Texto para leitura =

UOL


São Paulo, segunda-feira, 24 de março de 2003

Texto Anterior | Índice

INVESTIMENTO DE FUTURO

Nos EUA, colégios de elite para moças mudam currículo para erradicar "analfabetismo financeiro" feminino

Meninas superpoderosas

JANE GROSS
DO "NEW YORK TIMES"

As meninas da escola Marymount, que ocupa três mansões de estilo na Quinta Avenida, em Nova York, estão decididas a controlar seu destino financeiro.
Na aula de estatística avançada, elas aprendem que os homens se casam com mulheres mais jovens e morrem antes do que elas, deixando um exército de viúvas. Num cálculo preliminar, descobrem que poupar US$ 1.000 por ano entre o 20º e o 30º aniversários rende um bolo maior do que poupar a mesma quantia dos 30 anos até a aposentadoria. Na aula de Matemática 12, esboçam em planilhas quanto tempo duraria esse fundo de aposentadoria, dependendo do valor inicial acumulado e de seu tempo de vida.

Registros fornecidos =
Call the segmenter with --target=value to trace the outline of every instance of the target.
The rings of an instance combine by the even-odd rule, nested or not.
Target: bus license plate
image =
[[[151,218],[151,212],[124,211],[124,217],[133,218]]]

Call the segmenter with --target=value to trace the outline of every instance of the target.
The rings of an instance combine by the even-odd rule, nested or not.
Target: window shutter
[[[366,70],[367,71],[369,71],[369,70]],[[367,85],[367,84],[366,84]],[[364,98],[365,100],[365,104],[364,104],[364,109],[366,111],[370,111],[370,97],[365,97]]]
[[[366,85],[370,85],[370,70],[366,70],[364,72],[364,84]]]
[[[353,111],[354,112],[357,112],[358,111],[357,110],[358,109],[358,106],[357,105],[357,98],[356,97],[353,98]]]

...

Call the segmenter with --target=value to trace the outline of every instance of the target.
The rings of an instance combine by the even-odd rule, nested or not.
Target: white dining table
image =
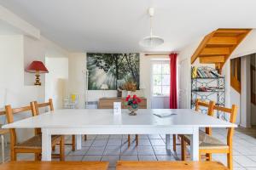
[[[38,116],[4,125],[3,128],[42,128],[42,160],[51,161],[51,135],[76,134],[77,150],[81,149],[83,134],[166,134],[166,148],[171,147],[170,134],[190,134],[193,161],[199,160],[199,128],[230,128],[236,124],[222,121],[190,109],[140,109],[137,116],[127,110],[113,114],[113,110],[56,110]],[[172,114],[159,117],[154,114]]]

Instrução =
Reescreva o trecho da matéria sobre educação financeira de meninas que vai de "Meninas superpoderosas" até "tempo de vida.", trocando "estatística avançada" por "finanças pessoais". Os registros não guardam nenhuma relação com a matéria.

Resposta redigida =
Meninas superpoderosas

JANE GROSS
DO "NEW YORK TIMES"

As meninas da escola Marymount, que ocupa três mansões de estilo na Quinta Avenida, em Nova York, estão decididas a controlar seu destino financeiro.
Na aula de finanças pessoais, elas aprendem que os homens se casam com mulheres mais jovens e morrem antes do que elas, deixando um exército de viúvas. Num cálculo preliminar, descobrem que poupar US$ 1.000 por ano entre o 20º e o 30º aniversários rende um bolo maior do que poupar a mesma quantia dos 30 anos até a aposentadoria. Na aula de Matemática 12, esboçam em planilhas quanto tempo duraria esse fundo de aposentadoria, dependendo do valor inicial acumulado e de seu tempo de vida.